### PROMPT
Transcribe the records from the line containing "Query: bridge deck" onward, up to and including the final line, exactly and without anything else.

────────────────

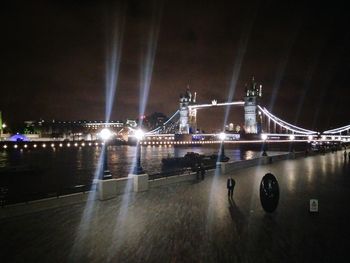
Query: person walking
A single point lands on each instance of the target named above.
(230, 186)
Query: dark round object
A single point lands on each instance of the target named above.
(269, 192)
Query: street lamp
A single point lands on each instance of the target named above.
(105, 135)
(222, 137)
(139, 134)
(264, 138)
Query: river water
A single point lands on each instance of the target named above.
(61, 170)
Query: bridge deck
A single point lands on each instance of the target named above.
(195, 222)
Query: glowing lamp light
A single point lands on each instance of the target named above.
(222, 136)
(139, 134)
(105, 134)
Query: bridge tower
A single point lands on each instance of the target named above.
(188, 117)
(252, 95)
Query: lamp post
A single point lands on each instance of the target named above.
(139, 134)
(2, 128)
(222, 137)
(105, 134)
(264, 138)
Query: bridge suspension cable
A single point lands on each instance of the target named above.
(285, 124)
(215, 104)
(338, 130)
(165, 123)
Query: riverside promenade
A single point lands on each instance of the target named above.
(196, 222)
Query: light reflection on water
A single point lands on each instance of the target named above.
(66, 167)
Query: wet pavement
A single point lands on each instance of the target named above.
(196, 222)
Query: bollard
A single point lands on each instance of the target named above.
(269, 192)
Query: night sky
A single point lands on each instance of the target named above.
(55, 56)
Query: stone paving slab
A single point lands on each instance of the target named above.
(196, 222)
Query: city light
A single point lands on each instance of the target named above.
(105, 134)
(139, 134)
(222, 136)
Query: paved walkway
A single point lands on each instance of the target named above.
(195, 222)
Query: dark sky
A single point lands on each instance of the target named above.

────────────────

### SOLUTION BELOW
Query: bridge deck
A single point lands on each instance of the target named above.
(195, 222)
Query: glowing lamp light
A single point lands on each instance of the target named above.
(222, 136)
(139, 134)
(105, 134)
Query: bridge tower
A single point lands on each instance of the target named above.
(188, 117)
(252, 95)
Query: lamp post
A single point lands on each instance of the target named above.
(139, 134)
(2, 128)
(222, 137)
(105, 134)
(264, 138)
Query: bridge suspension cable
A single point lands on each instance of the target named above.
(285, 124)
(215, 104)
(338, 130)
(165, 123)
Query: riverside promenade
A single point lands on each instance of the target named above.
(196, 222)
Query: light reflection on water
A single point lands on each instance of the target named above.
(66, 167)
Query: wet pavement
A single point lands on each instance of the target named above.
(196, 222)
Query: bollard
A single point lands on each instance of the target named above.
(269, 192)
Query: night sky
A single point lands on each instance of the target named above.
(55, 56)
Query: stone paving slab
A single point lands on each instance of the target named above.
(196, 222)
Query: city light
A single point lands on each instance of the target named above.
(105, 134)
(139, 134)
(222, 136)
Query: paved walkway
A single point lands on each instance of the target named above.
(195, 222)
Query: dark sky
A single point lands on each instance of the target named above.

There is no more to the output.